**** Supplied information

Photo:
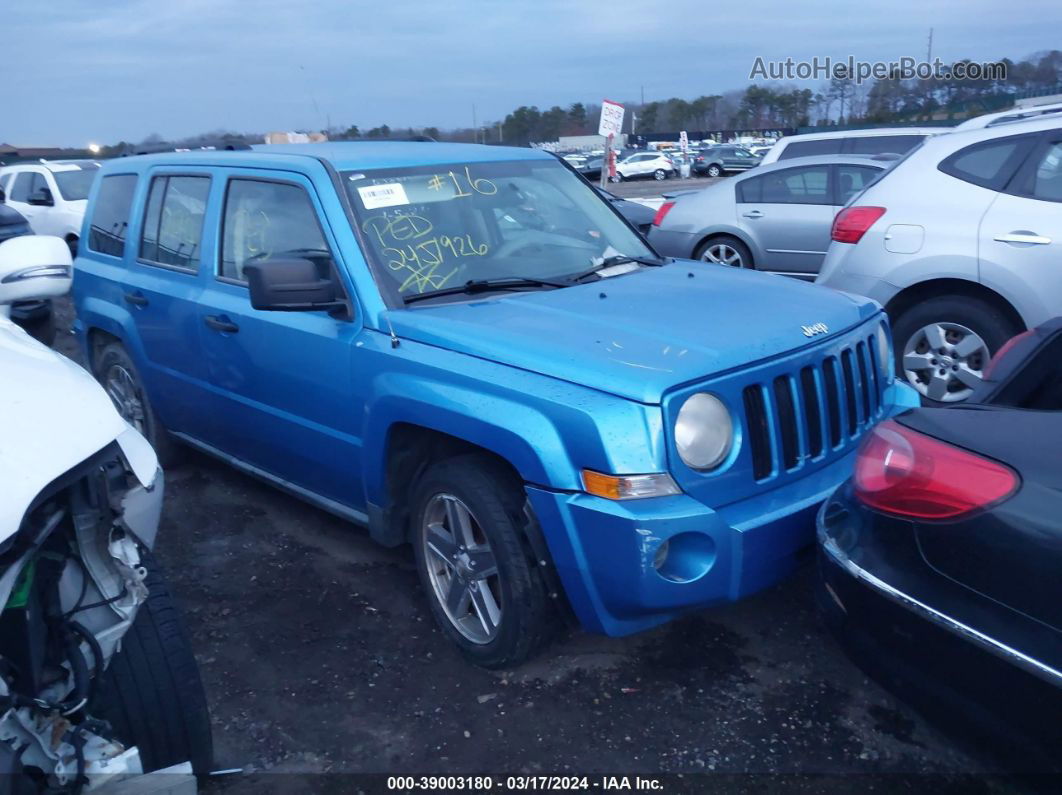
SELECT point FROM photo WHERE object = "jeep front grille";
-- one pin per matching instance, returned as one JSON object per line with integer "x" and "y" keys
{"x": 804, "y": 415}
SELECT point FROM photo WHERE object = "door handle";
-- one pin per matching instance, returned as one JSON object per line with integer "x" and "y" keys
{"x": 221, "y": 324}
{"x": 1023, "y": 237}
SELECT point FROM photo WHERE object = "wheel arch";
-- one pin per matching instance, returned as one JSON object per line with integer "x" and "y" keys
{"x": 937, "y": 288}
{"x": 411, "y": 448}
{"x": 705, "y": 237}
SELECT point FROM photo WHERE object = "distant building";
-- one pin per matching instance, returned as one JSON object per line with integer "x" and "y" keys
{"x": 10, "y": 153}
{"x": 295, "y": 137}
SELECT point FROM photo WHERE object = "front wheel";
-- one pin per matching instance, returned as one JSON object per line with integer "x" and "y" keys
{"x": 944, "y": 344}
{"x": 483, "y": 587}
{"x": 724, "y": 251}
{"x": 121, "y": 380}
{"x": 151, "y": 692}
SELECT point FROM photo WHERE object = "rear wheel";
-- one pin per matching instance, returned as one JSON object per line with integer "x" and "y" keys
{"x": 151, "y": 693}
{"x": 120, "y": 378}
{"x": 724, "y": 251}
{"x": 482, "y": 584}
{"x": 943, "y": 345}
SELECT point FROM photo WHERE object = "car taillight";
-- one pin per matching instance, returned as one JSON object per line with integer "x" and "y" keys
{"x": 904, "y": 472}
{"x": 852, "y": 223}
{"x": 1007, "y": 346}
{"x": 664, "y": 210}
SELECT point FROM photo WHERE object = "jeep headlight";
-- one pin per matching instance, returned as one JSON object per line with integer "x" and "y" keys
{"x": 885, "y": 351}
{"x": 704, "y": 431}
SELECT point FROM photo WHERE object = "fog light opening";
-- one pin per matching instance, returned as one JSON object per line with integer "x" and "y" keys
{"x": 685, "y": 557}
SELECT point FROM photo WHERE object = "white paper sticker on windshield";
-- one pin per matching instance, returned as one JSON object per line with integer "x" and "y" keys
{"x": 391, "y": 194}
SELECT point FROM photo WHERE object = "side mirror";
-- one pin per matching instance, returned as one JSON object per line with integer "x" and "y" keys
{"x": 289, "y": 286}
{"x": 41, "y": 197}
{"x": 34, "y": 266}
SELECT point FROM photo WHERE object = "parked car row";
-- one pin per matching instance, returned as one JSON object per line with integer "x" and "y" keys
{"x": 958, "y": 238}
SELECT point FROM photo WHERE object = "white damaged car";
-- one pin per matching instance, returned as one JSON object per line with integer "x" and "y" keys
{"x": 98, "y": 680}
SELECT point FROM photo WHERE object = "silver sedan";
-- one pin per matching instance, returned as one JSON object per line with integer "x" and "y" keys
{"x": 774, "y": 218}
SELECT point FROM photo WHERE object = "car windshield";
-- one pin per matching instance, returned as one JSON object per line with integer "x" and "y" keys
{"x": 433, "y": 227}
{"x": 74, "y": 185}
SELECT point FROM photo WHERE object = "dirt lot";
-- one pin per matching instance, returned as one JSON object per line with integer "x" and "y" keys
{"x": 319, "y": 655}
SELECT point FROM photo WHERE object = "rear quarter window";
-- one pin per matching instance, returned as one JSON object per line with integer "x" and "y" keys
{"x": 879, "y": 144}
{"x": 110, "y": 214}
{"x": 806, "y": 149}
{"x": 988, "y": 163}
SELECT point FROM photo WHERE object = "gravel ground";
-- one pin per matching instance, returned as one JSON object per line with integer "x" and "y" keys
{"x": 319, "y": 654}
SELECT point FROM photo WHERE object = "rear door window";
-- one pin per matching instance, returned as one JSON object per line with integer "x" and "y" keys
{"x": 110, "y": 214}
{"x": 806, "y": 149}
{"x": 1045, "y": 179}
{"x": 808, "y": 185}
{"x": 20, "y": 190}
{"x": 269, "y": 221}
{"x": 173, "y": 221}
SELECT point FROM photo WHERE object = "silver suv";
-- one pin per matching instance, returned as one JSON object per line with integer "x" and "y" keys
{"x": 961, "y": 242}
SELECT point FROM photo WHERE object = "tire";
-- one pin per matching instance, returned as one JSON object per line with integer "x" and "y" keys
{"x": 140, "y": 413}
{"x": 951, "y": 318}
{"x": 724, "y": 241}
{"x": 494, "y": 501}
{"x": 151, "y": 692}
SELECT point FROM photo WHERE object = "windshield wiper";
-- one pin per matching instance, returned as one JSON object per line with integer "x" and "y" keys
{"x": 618, "y": 259}
{"x": 484, "y": 286}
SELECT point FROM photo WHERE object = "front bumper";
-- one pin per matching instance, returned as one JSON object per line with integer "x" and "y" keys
{"x": 606, "y": 552}
{"x": 671, "y": 243}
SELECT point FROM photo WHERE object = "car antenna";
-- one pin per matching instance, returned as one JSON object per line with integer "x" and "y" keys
{"x": 394, "y": 336}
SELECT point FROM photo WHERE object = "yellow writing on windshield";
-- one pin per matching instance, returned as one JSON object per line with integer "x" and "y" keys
{"x": 413, "y": 255}
{"x": 469, "y": 187}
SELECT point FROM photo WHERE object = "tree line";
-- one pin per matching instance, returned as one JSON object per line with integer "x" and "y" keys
{"x": 758, "y": 106}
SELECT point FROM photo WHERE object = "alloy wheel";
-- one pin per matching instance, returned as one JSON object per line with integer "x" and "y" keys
{"x": 125, "y": 395}
{"x": 462, "y": 568}
{"x": 723, "y": 255}
{"x": 945, "y": 361}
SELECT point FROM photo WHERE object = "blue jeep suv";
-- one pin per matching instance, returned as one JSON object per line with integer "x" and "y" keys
{"x": 463, "y": 347}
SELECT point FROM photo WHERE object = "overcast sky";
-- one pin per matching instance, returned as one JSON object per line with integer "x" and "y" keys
{"x": 112, "y": 70}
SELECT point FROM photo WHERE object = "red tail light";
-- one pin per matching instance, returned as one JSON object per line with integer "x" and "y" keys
{"x": 664, "y": 210}
{"x": 1004, "y": 350}
{"x": 852, "y": 223}
{"x": 903, "y": 472}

********

Aim:
Do not include images; quote all of the entries above exactly.

The completed task:
Photo:
SELECT point FROM photo WHERE object = "jeep front grille";
-- one pin per matching instance, returned as one JSON object per line with integer "x" and "y" keys
{"x": 804, "y": 415}
SELECT point FROM photo WHERE object = "door handle";
-- one pin per matching instance, returned as one JSON object per line with integer "x" and "y" keys
{"x": 221, "y": 324}
{"x": 1023, "y": 237}
SELECT point FROM photo WHERE object = "wheel arch";
-- one pin per matching instance, returned as one JSON object per line with integer "x" and "y" keys
{"x": 937, "y": 288}
{"x": 411, "y": 448}
{"x": 705, "y": 237}
SELECT point FROM photo WHERE object = "distant building";
-- one pin per matching instance, returned as one JSON object per line with integer "x" and "y" keys
{"x": 10, "y": 153}
{"x": 295, "y": 137}
SELECT point FROM photo WHERE object = "front wheel";
-- one pin per matching instance, returned as one JSON object per line with integer "x" and "y" keys
{"x": 944, "y": 344}
{"x": 483, "y": 587}
{"x": 724, "y": 251}
{"x": 121, "y": 380}
{"x": 151, "y": 692}
SELECT point FROM photo WHERE object = "rear wheel";
-- one pin per matching instance, returned as one JSON object per line with integer "x" and "y" keys
{"x": 151, "y": 693}
{"x": 120, "y": 378}
{"x": 724, "y": 251}
{"x": 482, "y": 584}
{"x": 943, "y": 345}
SELECT point FROM photo WHERE object = "car taillight";
-- one pin per matching instance, returned as one JSON object per line with integer "x" and "y" keys
{"x": 904, "y": 472}
{"x": 852, "y": 223}
{"x": 1007, "y": 346}
{"x": 664, "y": 210}
SELECT point FROM photo WHERE object = "jeep headlight";
-- one pin per matching instance, returned as one JSON object per line with integer "x" and "y" keys
{"x": 885, "y": 351}
{"x": 704, "y": 431}
SELECT point FROM photo WHERE object = "fog light opening";
-- one pin per matching instance, returned as one JSON object per line with integer "x" and "y" keys
{"x": 685, "y": 557}
SELECT point FROM photo WHERE object = "white paper sticker on windshield";
-- one pin per matching instance, returned as one JSON object per line with integer "x" and "y" keys
{"x": 391, "y": 194}
SELECT point FROM photo WHERE object = "side mirror";
-- one pin per matching instance, returned as one JSON object per line with integer "x" and "y" keys
{"x": 289, "y": 286}
{"x": 41, "y": 197}
{"x": 34, "y": 266}
SELECT point FROM photo WHERE object = "parked car row";
-- one pin per matching instance, returned as one JSON object per line with integer "x" and "y" keys
{"x": 958, "y": 238}
SELECT point FROM photo WHERE object = "white damaged car";
-- one pin per matching instance, returned as one JSON object per line with integer "x" and "y" keys
{"x": 98, "y": 680}
SELECT point FROM photo WHERE object = "silver sedan";
-- one pin per matching instance, returned as one JSON object per line with integer "x" and "y" keys
{"x": 774, "y": 218}
SELECT point FROM photo WHERE object = "car windshield";
-- one pin per matching instance, returned as one JSON object per line with integer "x" and "y" keys
{"x": 433, "y": 227}
{"x": 74, "y": 185}
SELECT point FROM photo WHERE object = "dirt lot";
-- one pin per matching instance, returned as one JSON object per line with integer "x" and "y" keys
{"x": 319, "y": 655}
SELECT point FROM photo WHERE object = "rear quarter window";
-- one pin per matching instance, returned as one JSON object per line with integer "x" and "y" keys
{"x": 879, "y": 144}
{"x": 110, "y": 214}
{"x": 806, "y": 149}
{"x": 988, "y": 163}
SELECT point FROM photo WHERE object = "gravel ground";
-- one pin per matching instance, returned as one JSON object per line with integer "x" and "y" keys
{"x": 319, "y": 654}
SELECT point FROM photo WHERE object = "rear door window";
-- one pin per matching instance, returned as one JSON object per line with integer "x" and "y" keys
{"x": 110, "y": 214}
{"x": 806, "y": 149}
{"x": 1045, "y": 179}
{"x": 808, "y": 185}
{"x": 20, "y": 190}
{"x": 269, "y": 221}
{"x": 173, "y": 221}
SELECT point FROM photo WHERE object = "silver suv";
-- one pin per matching instance, returned as one JSON object per line with integer "x" and "y" keys
{"x": 961, "y": 242}
SELECT point FROM photo WHERE object = "tire";
-- one pin per matching instance, returned as one JSON object per line with integer "x" and "y" keys
{"x": 140, "y": 413}
{"x": 951, "y": 318}
{"x": 724, "y": 241}
{"x": 494, "y": 501}
{"x": 151, "y": 692}
SELECT point FROM photo WHERE object = "windshield wiper";
-- one pin per matching instance, returned as one JSON object per line with integer "x" and "y" keys
{"x": 618, "y": 259}
{"x": 484, "y": 286}
SELECT point FROM photo WHERE object = "front bumper";
-- one pin per matching instance, returned as one JSON object per line with integer "x" and "y" keys
{"x": 606, "y": 552}
{"x": 671, "y": 243}
SELECT point FROM photo WHERE object = "car antenna";
-- one pin per matching instance, returned as one JSON object per line with integer "x" and "y" keys
{"x": 394, "y": 336}
SELECT point FROM photo WHERE object = "yellow writing on windshield";
-- one pin per matching instance, returned as one JSON object per line with integer "x" and "y" keys
{"x": 413, "y": 255}
{"x": 469, "y": 187}
SELECT point FROM photo WHERE object = "tree line";
-- one pin per matching instance, returned as one JSON object per line with integer "x" and "y" keys
{"x": 758, "y": 106}
SELECT point FROM photo WHERE object = "alloy wheel";
-- one pin per matching instance, returned as one JSON object per line with integer "x" and "y" keys
{"x": 125, "y": 395}
{"x": 462, "y": 568}
{"x": 723, "y": 255}
{"x": 945, "y": 361}
SELECT point FROM photo WHERE object = "blue jeep suv";
-- one pin per matching instance, returned as one JSON object per line with integer "x" and "y" keys
{"x": 463, "y": 347}
SELECT point FROM photo WHERE object = "overcast sky";
-- one pin per matching instance, returned as one JSON object per line with integer "x" and "y" keys
{"x": 112, "y": 70}
SELECT point FROM photo WHERE object = "red tail light";
-- one pin per matching instance, returned as one JSON object per line with integer "x" and "y" keys
{"x": 664, "y": 210}
{"x": 1004, "y": 350}
{"x": 852, "y": 223}
{"x": 903, "y": 472}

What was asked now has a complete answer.